-- Start --

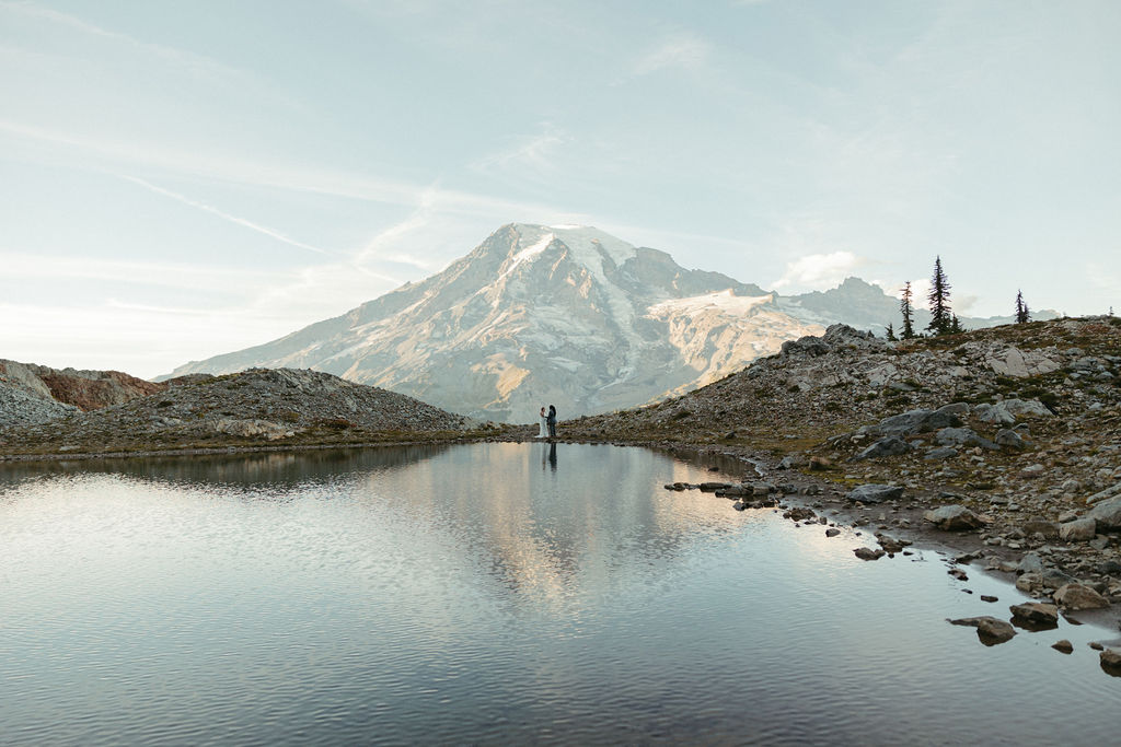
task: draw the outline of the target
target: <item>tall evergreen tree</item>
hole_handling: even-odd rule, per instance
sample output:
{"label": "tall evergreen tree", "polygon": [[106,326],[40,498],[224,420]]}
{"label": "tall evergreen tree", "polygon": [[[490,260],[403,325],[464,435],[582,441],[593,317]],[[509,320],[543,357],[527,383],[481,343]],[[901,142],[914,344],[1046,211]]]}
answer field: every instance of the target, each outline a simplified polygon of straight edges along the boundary
{"label": "tall evergreen tree", "polygon": [[1028,310],[1028,304],[1023,300],[1023,291],[1016,291],[1016,324],[1027,324],[1031,321],[1031,311]]}
{"label": "tall evergreen tree", "polygon": [[899,310],[904,315],[904,328],[900,333],[902,339],[910,339],[915,336],[915,327],[911,324],[911,290],[910,280],[904,284],[902,300],[899,301]]}
{"label": "tall evergreen tree", "polygon": [[949,281],[946,273],[942,271],[942,255],[934,260],[934,274],[930,277],[930,292],[926,299],[930,304],[930,324],[927,325],[935,335],[945,335],[949,332],[951,317],[949,308]]}

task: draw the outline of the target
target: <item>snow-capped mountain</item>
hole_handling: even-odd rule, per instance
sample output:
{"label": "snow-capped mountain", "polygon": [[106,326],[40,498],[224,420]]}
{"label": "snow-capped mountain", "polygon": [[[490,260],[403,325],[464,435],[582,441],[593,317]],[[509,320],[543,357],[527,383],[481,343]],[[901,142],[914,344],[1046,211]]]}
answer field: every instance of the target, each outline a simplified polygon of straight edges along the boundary
{"label": "snow-capped mountain", "polygon": [[596,228],[510,224],[421,282],[172,375],[316,368],[491,420],[572,418],[706,384],[833,321],[882,329],[897,302],[853,282],[865,302],[843,314],[843,298],[781,298]]}

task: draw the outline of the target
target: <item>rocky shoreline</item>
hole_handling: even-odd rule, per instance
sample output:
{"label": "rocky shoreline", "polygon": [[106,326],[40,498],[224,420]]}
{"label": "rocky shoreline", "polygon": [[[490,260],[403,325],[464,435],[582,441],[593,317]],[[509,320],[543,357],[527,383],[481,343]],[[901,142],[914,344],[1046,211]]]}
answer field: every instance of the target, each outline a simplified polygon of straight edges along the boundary
{"label": "rocky shoreline", "polygon": [[[385,390],[291,370],[183,381],[101,410],[71,410],[0,429],[0,461],[536,435],[536,426],[472,422]],[[936,550],[963,582],[970,573],[992,573],[1057,614],[1118,629],[1121,319],[1009,325],[896,344],[836,325],[708,386],[564,421],[560,433],[562,441],[726,461],[734,467],[725,474],[742,471],[739,482],[667,488],[712,492],[730,501],[730,511],[781,511],[800,525],[835,530],[830,536],[847,527],[864,540],[854,550],[869,561],[909,547]],[[963,624],[986,636],[1007,633],[995,623]]]}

-- End --

■ **DESCRIPTION OF THE TASK**
Find every line in the records above that contains the string "item", and copy each such line in full. The match is case-sensitive.

■ **EXERCISE ANSWER**
target: <item>tall evergreen tree</item>
target: <item>snow-capped mountain</item>
target: <item>rocky shoreline</item>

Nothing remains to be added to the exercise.